** Material supplied **
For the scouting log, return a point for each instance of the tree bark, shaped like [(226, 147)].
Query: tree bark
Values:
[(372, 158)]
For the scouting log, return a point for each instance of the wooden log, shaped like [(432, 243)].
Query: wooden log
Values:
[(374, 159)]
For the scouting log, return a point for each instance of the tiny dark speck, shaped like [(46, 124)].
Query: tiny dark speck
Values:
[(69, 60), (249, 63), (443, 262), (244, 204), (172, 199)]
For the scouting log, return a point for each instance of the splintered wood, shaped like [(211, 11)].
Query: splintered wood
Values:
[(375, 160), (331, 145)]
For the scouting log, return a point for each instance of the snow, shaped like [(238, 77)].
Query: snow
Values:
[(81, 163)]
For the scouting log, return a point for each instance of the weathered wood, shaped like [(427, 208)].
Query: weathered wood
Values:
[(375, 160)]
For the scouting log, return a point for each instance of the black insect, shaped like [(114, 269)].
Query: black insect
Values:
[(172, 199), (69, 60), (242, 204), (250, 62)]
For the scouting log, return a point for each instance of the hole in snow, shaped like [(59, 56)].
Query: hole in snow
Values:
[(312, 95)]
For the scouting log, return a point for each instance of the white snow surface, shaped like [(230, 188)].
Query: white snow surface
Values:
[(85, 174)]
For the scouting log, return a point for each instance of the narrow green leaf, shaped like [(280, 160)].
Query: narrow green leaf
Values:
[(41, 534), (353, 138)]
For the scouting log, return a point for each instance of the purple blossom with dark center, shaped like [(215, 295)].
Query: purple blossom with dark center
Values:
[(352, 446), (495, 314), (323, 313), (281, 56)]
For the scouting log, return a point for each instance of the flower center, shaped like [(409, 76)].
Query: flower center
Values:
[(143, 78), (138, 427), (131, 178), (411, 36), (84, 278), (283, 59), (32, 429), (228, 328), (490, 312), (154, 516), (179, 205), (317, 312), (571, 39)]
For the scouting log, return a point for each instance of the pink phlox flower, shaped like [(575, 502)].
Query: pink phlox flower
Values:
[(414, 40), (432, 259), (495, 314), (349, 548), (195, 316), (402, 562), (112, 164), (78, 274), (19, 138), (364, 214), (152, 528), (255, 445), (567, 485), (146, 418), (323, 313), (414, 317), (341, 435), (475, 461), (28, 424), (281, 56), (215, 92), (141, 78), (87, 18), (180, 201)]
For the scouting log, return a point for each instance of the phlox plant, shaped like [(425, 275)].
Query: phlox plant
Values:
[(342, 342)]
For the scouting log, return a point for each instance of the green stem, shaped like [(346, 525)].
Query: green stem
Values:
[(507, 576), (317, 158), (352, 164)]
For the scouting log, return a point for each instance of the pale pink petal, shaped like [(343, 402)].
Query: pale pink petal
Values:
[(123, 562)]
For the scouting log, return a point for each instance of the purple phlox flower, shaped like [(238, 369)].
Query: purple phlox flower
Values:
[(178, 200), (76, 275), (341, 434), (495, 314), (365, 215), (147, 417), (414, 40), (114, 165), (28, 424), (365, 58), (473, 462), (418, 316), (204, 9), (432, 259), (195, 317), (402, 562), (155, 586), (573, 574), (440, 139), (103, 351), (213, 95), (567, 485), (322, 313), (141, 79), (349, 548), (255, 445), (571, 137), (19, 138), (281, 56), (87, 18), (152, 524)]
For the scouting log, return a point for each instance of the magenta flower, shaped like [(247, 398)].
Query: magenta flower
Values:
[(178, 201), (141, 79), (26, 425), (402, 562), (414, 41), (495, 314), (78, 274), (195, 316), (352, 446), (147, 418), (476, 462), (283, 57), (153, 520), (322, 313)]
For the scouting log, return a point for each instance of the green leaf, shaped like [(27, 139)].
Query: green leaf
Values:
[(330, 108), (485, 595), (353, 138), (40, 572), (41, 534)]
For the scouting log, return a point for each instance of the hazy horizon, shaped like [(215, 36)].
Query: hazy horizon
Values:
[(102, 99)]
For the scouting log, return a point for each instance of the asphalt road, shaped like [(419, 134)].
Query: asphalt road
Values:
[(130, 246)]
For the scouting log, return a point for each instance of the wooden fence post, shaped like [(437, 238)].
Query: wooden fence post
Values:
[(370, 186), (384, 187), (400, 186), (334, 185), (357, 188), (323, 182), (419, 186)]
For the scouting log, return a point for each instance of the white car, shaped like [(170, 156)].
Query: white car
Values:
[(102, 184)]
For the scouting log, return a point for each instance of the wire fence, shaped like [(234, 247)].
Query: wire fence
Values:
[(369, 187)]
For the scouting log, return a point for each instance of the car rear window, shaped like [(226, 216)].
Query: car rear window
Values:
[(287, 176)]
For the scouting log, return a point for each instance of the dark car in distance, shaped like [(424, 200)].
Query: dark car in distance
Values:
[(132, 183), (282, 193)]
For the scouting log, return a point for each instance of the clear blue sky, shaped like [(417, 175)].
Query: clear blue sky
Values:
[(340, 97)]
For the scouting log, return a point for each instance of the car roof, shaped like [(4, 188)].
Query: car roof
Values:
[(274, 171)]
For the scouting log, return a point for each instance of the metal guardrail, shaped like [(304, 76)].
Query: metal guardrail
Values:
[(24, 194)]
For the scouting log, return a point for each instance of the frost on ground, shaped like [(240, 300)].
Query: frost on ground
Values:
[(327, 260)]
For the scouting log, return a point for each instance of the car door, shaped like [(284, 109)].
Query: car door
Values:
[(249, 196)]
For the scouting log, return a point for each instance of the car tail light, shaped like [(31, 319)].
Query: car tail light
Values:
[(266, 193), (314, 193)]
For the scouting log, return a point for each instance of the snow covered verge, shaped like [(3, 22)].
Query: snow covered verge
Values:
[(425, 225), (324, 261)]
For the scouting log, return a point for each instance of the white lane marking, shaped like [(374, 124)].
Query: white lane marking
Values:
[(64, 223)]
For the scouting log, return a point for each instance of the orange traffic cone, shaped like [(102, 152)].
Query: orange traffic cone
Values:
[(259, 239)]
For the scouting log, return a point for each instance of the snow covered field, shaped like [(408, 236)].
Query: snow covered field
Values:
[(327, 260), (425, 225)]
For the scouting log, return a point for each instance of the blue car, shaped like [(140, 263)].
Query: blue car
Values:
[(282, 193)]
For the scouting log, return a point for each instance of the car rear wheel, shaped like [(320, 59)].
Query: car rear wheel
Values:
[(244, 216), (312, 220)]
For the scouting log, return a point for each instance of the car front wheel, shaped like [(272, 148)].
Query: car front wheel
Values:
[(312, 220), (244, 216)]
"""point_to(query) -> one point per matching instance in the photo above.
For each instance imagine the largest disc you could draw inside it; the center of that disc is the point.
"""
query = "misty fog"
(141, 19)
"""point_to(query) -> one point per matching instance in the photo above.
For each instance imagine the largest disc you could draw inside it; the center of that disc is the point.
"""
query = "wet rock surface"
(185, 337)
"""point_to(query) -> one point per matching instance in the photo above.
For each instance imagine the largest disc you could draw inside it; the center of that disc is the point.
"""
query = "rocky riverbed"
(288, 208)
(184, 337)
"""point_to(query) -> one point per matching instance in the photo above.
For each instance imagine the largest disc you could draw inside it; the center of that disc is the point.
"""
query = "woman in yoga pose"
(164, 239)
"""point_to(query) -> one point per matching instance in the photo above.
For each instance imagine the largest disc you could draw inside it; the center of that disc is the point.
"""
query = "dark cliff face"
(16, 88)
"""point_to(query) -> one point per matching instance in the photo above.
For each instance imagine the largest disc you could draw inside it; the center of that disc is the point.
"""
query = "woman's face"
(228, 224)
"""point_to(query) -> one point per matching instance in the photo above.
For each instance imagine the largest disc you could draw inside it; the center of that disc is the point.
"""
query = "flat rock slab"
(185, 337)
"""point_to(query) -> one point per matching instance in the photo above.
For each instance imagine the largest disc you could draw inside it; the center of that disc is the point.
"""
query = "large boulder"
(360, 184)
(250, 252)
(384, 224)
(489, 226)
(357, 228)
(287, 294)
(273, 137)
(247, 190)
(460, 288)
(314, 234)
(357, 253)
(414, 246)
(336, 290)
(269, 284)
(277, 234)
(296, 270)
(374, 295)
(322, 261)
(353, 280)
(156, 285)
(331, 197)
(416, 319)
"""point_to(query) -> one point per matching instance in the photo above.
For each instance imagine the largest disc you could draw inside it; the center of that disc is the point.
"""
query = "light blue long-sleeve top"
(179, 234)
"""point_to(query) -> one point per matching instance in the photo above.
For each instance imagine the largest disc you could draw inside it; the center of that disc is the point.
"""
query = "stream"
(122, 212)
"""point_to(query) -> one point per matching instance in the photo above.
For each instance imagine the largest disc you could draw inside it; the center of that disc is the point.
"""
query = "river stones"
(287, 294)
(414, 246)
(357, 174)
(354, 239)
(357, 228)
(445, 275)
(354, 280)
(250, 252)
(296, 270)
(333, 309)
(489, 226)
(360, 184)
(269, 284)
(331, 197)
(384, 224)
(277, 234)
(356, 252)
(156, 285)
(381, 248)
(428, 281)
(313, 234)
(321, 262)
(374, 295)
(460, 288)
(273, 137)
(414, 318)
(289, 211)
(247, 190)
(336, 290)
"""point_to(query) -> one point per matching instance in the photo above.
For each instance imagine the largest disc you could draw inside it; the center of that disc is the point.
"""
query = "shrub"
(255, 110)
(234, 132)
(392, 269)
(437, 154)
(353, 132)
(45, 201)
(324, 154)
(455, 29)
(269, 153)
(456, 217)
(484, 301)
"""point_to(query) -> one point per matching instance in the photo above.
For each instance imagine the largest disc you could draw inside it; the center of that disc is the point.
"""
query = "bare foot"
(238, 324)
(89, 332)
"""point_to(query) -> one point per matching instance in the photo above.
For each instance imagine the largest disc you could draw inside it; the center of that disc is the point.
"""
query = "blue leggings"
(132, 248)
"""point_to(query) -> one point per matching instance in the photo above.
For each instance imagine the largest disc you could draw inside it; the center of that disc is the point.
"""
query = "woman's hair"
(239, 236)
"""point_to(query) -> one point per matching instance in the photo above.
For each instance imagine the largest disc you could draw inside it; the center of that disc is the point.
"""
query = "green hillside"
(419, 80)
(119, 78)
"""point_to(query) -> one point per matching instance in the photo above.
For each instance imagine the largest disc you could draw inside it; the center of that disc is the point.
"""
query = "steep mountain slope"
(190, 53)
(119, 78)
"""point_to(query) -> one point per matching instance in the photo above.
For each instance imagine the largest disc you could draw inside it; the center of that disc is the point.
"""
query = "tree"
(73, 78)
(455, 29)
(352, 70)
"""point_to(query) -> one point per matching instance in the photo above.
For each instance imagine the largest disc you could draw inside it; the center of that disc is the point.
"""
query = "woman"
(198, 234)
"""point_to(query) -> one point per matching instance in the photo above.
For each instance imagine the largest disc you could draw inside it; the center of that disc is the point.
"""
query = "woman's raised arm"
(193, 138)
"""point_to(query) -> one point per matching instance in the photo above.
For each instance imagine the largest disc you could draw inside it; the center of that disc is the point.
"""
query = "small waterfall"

** About this exercise **
Find the word "clear" in the entries above. Copy every line that has it.

** Answer to this problem **
For the scouting log, return a point for each instance of the clear blue sky, shaped like [(417, 175)].
Query: clear blue sky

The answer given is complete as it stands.